Directions for this task ▸ Exactly repeat the line that contains "Practice step: put one dot on every instance of the serrated", then every line after it up to and including the final line.
── Materials provided
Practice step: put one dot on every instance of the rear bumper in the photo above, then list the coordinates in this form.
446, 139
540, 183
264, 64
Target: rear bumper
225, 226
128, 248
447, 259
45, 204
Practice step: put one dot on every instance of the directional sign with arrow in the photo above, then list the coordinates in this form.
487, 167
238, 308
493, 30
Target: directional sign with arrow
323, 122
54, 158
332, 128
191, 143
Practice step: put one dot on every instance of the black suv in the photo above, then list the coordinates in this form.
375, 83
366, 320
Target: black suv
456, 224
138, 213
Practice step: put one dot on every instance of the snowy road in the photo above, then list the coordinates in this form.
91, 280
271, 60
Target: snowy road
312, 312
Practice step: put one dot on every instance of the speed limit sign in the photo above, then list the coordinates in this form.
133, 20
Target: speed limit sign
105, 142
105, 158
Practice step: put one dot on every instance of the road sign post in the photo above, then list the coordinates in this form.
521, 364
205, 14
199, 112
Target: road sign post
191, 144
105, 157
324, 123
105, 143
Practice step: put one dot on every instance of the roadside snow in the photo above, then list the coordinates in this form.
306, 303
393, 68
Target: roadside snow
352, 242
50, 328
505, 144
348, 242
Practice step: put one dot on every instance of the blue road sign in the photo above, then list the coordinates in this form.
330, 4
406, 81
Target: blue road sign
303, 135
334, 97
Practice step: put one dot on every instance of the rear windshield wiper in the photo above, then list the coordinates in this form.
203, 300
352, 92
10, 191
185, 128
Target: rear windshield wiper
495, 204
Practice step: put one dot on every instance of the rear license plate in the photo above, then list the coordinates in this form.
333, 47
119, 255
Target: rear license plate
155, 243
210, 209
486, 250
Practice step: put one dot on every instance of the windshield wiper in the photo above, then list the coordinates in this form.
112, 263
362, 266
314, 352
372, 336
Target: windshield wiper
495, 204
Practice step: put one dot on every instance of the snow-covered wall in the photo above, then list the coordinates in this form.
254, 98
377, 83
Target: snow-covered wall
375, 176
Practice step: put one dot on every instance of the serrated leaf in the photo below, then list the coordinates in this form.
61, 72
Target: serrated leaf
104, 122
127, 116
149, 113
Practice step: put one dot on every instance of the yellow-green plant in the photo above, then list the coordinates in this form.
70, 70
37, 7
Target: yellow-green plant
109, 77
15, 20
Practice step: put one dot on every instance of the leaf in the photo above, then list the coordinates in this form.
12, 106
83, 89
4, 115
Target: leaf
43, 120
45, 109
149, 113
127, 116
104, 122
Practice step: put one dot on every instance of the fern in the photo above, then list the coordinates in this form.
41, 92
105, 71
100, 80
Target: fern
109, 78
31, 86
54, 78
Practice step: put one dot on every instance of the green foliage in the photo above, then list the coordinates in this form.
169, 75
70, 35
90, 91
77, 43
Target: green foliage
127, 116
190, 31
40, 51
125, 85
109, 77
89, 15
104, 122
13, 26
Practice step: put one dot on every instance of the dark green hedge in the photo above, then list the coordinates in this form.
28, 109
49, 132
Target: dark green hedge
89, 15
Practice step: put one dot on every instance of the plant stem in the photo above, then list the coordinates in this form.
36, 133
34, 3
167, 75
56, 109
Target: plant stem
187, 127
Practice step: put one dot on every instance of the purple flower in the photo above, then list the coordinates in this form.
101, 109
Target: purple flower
────
Full solution ▸
Practice step: put one dot on every instance of the serrated leaf in the photo below, then list the coordinates in this form.
61, 72
Target: serrated leaf
104, 122
127, 116
149, 113
Practice step: put one dot on every instance of the yellow-green plant in the photo above, then list the coordinates in this form.
70, 70
37, 7
Target: yellow-green plant
109, 77
15, 20
Practice step: put one dot on every instance of the leaf in the photo above, then list the coordinates in this form.
12, 106
83, 89
4, 115
Target: leaf
43, 120
45, 109
149, 113
127, 116
104, 122
Practice step: put one dot on every instance of the fern in the photo above, then list the coordinates in this form.
41, 92
105, 71
100, 80
Target: fern
109, 78
31, 86
54, 78
Practice step: put one dot on every instance of the green foliage in the photo above, then list the coordinates in this form.
169, 75
70, 35
90, 91
77, 43
Target: green foliage
127, 116
190, 31
40, 51
125, 85
109, 77
89, 15
104, 122
13, 26
Practice step: put one dot on every instance of the dark green hedge in the photo above, then list the coordinates in this form.
28, 109
49, 132
Target: dark green hedge
89, 15
Practice step: put one dot on every instance of the plant stem in the photo above, then list the coordinates in this form.
36, 133
34, 3
167, 75
56, 109
Target: plant stem
187, 127
Practice step: put one dot on every instance of the purple flower in the photo above, then list the coordinates in this form.
101, 109
Target: purple flower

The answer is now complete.